begin Dataset excerpts

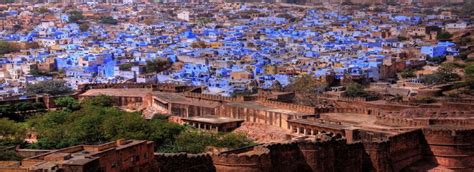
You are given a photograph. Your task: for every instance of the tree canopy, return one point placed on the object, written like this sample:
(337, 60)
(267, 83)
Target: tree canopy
(7, 47)
(444, 74)
(98, 122)
(355, 90)
(11, 133)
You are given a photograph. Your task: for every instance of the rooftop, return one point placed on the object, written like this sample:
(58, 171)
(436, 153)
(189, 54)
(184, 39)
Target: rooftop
(213, 119)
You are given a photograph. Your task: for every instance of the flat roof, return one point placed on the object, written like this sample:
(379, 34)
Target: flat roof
(180, 99)
(120, 92)
(213, 119)
(259, 106)
(318, 124)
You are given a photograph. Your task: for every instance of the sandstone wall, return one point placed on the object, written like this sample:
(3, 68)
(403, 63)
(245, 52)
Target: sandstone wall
(396, 152)
(453, 149)
(184, 162)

end Dataset excerpts

◆ **Problem to solve**
Can you reproduce every entry above, requests included, but shift each coordinate in the answer points up by 12 while leaving the numbers in the requests and their format samples unchanged? Leave the picture out of your reply.

◆ **Task output**
You are given a photograph. Your task: for every instance of the tree canopy, return one point placed on the object, written like this sample:
(337, 60)
(267, 83)
Target: tree canopy
(19, 59)
(456, 86)
(110, 134)
(367, 102)
(23, 145)
You are given a photograph. Your task: for every instance of the rooftop, return one point placed on the object, written like this sample:
(58, 171)
(436, 153)
(189, 54)
(184, 39)
Target: rooftop
(225, 131)
You are given a photograph. Your task: for every instance of the flat roof, return one point placed on the object, written like this sample:
(379, 34)
Target: flat roof
(192, 111)
(132, 104)
(225, 131)
(271, 118)
(330, 136)
You are given a photograph. Your task: for every instance of the sandstone wall, return one point placed on the object, written like this sample:
(3, 68)
(403, 63)
(245, 52)
Target: sandstone wall
(408, 164)
(465, 161)
(196, 174)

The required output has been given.